DIRECTIONS FOR THIS TASK:
Show every line of the items below that contains the string "positive", matching its case exactly.

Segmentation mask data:
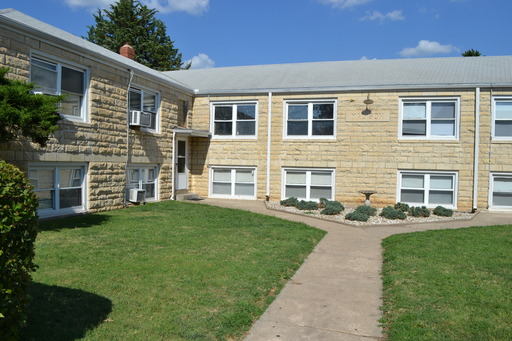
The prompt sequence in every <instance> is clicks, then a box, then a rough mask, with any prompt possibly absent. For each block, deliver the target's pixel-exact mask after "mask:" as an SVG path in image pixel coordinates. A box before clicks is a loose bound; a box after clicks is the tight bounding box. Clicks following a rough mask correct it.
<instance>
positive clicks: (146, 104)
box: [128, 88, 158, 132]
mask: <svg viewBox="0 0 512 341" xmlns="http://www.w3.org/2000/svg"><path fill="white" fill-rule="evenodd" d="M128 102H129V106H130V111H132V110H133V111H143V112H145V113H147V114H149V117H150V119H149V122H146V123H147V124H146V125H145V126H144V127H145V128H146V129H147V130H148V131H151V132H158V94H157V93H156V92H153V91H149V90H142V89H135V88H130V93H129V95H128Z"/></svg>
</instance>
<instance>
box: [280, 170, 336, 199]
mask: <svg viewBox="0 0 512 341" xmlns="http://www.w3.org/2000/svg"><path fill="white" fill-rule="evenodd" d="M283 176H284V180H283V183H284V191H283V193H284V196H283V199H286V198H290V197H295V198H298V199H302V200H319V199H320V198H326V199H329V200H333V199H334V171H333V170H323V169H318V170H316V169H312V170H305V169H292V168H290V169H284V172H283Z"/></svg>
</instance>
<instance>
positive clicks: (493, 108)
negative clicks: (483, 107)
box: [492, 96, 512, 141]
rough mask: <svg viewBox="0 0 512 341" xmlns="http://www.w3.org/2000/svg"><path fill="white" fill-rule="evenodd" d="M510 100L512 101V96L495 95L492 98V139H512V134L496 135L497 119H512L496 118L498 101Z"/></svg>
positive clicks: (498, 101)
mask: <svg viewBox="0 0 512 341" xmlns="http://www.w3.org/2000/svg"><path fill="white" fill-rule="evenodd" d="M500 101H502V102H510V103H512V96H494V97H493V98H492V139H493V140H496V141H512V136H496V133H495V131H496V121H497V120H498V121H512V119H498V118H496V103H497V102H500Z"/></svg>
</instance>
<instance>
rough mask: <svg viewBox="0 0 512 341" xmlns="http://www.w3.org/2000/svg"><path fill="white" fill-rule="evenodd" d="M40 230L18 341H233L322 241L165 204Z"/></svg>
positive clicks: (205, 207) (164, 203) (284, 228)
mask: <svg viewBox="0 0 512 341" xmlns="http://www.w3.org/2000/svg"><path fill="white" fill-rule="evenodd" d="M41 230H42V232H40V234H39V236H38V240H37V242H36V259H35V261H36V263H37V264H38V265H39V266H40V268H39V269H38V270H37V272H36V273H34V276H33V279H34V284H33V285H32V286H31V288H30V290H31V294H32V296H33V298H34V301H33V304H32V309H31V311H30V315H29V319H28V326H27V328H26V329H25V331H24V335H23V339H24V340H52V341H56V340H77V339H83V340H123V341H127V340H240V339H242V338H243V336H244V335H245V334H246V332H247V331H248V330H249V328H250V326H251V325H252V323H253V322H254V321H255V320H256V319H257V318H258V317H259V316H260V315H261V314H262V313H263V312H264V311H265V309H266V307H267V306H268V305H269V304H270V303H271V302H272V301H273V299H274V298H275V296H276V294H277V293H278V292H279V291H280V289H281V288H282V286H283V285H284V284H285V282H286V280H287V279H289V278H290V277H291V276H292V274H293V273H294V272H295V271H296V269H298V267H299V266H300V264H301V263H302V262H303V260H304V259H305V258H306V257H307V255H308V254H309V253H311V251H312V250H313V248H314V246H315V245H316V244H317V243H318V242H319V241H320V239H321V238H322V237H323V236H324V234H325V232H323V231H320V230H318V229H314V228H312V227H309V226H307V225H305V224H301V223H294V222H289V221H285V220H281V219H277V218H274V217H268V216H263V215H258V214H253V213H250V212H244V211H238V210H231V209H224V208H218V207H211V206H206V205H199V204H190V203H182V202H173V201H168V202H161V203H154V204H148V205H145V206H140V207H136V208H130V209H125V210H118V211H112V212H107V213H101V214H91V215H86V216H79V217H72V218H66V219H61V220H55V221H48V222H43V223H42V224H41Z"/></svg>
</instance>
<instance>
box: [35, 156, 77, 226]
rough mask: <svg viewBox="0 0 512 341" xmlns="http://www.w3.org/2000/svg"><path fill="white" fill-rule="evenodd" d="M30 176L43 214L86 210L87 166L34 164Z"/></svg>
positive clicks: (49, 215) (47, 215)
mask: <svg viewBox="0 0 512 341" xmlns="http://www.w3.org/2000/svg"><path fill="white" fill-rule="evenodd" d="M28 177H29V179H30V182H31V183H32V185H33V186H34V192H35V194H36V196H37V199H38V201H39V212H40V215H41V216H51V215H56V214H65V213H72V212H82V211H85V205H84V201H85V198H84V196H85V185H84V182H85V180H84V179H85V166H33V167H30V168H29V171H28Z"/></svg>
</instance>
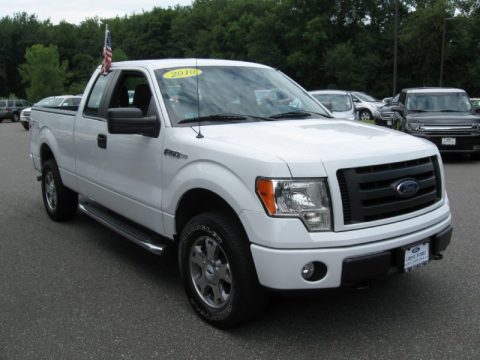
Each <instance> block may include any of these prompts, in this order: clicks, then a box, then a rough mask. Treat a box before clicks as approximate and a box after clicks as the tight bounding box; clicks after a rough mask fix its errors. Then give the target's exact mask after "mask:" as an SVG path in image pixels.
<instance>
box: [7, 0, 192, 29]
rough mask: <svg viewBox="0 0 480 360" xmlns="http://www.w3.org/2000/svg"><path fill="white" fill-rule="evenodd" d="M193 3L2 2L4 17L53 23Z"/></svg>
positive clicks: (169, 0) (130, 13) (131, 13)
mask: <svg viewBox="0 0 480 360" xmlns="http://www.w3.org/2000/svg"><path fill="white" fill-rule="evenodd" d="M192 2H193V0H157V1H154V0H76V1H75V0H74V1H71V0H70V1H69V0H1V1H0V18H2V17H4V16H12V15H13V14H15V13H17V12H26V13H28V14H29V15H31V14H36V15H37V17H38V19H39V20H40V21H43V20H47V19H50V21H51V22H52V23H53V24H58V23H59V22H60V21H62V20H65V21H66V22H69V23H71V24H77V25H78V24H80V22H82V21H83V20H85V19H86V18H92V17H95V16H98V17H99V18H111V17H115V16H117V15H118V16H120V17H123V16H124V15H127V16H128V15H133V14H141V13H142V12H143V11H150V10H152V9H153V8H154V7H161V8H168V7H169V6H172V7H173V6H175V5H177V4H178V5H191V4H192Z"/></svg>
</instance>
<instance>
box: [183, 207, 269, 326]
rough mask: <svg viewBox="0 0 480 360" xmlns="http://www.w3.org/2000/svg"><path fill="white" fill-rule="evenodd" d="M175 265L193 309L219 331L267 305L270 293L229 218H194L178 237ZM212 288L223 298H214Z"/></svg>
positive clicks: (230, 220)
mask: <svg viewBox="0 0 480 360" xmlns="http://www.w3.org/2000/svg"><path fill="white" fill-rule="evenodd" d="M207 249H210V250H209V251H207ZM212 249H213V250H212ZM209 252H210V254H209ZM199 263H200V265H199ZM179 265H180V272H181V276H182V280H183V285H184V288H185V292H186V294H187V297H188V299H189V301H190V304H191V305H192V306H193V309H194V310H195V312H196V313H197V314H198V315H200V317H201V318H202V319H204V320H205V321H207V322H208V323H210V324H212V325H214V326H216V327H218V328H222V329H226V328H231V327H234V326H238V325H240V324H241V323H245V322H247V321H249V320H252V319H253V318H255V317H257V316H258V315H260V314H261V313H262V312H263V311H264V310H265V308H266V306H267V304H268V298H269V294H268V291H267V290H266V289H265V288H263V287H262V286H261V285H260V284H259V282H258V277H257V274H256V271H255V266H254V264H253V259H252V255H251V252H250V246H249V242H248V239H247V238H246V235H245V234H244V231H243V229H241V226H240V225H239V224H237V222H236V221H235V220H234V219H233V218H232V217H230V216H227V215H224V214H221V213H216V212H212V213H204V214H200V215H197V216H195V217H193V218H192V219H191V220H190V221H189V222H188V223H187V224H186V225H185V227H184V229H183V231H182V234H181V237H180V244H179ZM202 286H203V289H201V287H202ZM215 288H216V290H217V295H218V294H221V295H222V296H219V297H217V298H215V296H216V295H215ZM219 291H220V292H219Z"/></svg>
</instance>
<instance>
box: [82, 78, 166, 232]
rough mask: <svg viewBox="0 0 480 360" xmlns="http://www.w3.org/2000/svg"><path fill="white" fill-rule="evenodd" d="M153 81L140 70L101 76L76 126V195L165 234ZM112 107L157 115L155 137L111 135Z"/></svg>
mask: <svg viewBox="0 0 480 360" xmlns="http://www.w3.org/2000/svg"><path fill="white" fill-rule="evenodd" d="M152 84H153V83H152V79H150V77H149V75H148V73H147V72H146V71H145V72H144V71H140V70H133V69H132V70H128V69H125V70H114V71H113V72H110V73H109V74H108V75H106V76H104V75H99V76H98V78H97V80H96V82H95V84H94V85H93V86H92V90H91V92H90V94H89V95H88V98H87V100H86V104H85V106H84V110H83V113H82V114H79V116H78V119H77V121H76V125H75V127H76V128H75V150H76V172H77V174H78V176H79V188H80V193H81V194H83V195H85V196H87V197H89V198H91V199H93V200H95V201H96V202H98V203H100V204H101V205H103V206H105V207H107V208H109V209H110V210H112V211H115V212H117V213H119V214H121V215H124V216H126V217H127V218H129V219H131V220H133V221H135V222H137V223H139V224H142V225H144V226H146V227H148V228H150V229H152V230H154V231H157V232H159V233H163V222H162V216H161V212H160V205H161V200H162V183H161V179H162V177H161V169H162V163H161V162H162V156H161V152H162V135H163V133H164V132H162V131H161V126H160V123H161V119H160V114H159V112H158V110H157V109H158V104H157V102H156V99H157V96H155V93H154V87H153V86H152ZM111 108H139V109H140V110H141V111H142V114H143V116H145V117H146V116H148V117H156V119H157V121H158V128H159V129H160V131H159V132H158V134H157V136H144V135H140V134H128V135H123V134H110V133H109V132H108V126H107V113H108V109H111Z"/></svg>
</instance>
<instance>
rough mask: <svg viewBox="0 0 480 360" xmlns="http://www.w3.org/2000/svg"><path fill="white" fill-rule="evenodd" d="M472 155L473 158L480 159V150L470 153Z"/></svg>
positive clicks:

RESULT OF THIS TASK:
positive clicks: (146, 104)
positive clicks: (493, 108)
positive clicks: (498, 101)
positive clicks: (205, 207) (164, 203) (284, 228)
positive clicks: (49, 215) (47, 215)
positive clicks: (169, 0) (130, 13) (131, 13)
positive clicks: (230, 220)
positive clicks:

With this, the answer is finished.